What the task asks:
Copy everything from the line containing "Target: **player's right hand**" down to the end of the items, keeping each line unchanged.

[Boundary labeling items]
━━━━━━━━━━━━━━━━━━━━

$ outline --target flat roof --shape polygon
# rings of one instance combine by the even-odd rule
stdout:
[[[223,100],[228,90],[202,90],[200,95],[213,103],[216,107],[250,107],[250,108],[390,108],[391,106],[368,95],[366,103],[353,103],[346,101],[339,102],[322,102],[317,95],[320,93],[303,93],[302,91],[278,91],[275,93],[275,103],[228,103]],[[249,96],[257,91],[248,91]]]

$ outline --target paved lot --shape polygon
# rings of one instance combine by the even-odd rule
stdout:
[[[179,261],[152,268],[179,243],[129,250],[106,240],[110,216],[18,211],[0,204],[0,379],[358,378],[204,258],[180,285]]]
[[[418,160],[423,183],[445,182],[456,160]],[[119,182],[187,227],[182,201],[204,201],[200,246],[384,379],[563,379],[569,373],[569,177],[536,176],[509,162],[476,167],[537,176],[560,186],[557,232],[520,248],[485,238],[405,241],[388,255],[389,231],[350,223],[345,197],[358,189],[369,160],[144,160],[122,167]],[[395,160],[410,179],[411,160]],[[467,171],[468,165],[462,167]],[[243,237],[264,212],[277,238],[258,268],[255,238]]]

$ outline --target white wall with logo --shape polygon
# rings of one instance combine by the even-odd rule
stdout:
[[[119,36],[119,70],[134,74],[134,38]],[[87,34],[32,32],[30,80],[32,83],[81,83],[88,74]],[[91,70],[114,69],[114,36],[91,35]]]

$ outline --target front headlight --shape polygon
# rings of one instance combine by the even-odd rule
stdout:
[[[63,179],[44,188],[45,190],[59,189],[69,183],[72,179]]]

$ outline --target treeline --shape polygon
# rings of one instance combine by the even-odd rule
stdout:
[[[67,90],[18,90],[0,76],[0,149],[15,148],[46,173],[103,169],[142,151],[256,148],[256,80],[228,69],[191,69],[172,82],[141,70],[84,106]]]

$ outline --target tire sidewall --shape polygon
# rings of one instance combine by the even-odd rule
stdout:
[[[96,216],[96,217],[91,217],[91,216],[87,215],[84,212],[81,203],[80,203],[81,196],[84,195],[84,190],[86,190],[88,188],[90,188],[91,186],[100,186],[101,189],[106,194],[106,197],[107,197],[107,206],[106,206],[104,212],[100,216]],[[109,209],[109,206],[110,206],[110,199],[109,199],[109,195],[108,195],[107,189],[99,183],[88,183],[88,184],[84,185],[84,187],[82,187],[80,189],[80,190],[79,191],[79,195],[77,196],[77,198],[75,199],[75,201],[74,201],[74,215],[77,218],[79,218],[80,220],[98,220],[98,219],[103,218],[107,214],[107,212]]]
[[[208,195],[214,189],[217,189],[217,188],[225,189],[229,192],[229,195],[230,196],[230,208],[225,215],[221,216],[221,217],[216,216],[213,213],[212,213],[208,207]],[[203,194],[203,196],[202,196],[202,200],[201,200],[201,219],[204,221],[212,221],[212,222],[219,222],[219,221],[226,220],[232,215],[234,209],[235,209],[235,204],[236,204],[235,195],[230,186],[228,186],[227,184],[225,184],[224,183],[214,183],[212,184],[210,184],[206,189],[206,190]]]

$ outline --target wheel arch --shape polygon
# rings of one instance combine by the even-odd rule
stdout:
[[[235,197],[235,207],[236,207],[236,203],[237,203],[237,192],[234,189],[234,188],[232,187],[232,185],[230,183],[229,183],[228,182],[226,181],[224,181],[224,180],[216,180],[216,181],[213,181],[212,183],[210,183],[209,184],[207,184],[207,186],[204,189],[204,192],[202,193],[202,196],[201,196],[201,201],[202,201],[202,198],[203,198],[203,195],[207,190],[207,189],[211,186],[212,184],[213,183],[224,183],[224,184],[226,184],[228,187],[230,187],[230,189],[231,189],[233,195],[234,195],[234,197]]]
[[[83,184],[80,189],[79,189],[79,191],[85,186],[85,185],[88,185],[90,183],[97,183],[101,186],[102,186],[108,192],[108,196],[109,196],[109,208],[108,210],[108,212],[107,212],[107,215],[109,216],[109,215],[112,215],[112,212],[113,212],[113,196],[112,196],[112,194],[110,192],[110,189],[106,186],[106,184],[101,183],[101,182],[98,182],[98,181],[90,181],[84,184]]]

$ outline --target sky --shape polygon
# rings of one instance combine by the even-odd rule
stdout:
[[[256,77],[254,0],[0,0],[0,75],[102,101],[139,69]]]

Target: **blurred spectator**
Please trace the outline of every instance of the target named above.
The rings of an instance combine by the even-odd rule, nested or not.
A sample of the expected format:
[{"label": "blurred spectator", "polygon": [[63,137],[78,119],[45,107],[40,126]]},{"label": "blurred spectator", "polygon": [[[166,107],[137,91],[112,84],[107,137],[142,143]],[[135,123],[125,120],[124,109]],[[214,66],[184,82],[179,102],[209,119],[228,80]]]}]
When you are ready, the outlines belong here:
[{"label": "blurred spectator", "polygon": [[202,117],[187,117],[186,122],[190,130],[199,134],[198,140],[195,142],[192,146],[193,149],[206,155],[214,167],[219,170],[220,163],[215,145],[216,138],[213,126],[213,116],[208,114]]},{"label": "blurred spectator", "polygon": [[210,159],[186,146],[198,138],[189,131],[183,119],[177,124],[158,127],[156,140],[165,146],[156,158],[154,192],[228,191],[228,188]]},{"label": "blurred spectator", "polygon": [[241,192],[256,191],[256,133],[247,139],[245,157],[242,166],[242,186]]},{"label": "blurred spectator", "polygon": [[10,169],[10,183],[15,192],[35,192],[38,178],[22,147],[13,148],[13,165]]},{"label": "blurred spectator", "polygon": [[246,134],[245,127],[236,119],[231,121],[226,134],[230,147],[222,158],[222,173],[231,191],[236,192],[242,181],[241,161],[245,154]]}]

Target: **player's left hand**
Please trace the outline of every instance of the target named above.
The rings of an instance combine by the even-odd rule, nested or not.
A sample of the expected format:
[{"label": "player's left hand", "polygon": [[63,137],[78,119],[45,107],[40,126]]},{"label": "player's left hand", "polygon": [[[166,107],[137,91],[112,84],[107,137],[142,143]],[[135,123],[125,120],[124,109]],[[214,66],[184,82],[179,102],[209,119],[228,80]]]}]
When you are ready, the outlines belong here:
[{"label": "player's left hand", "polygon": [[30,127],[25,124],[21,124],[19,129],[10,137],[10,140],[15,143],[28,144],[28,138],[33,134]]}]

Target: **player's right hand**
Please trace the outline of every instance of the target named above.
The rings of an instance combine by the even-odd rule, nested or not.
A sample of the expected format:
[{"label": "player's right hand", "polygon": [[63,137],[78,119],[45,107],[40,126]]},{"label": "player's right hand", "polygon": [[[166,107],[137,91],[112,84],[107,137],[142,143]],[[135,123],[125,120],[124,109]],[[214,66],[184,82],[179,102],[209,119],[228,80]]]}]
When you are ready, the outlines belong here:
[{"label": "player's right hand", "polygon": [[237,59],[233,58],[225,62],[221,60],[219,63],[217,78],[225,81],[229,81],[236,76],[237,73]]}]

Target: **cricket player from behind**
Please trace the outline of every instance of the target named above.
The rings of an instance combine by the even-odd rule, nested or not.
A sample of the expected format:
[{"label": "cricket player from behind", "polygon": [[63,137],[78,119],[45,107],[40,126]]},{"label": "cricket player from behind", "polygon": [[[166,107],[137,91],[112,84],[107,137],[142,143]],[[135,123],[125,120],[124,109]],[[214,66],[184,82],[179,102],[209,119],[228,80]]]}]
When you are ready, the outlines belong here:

━━━━━━━━━━━━━━━━━━━━

Full solution:
Target: **player's right hand**
Please trace the outline of every instance of the target named above.
The rings of an instance combine by the even-odd rule, nested or not.
A sample of the expected format:
[{"label": "player's right hand", "polygon": [[63,137],[78,119],[45,107],[40,126]]},{"label": "player's right hand", "polygon": [[[166,107],[137,91],[112,84],[107,137],[142,143]],[[135,123],[125,120],[124,109]],[[214,66],[184,82],[179,102],[209,119],[228,80]]]}]
When you are ready, the outlines belong here:
[{"label": "player's right hand", "polygon": [[237,59],[233,58],[225,62],[221,60],[219,63],[217,78],[225,81],[229,81],[236,76],[237,73]]}]

Target: **cricket player from behind**
Please trace the outline of every instance of the target named above.
The rings of an instance combine by the even-odd rule, nested or not.
A sample of the expected format:
[{"label": "cricket player from behind", "polygon": [[63,137],[78,119],[45,107],[40,126]]},{"label": "cricket player from behind", "polygon": [[[166,107],[137,91],[112,84],[107,137],[142,143]],[[135,123],[125,120],[124,109]],[[214,66],[184,82],[179,102],[209,119],[228,80]]]}]
When you are ready, the outlines belong here:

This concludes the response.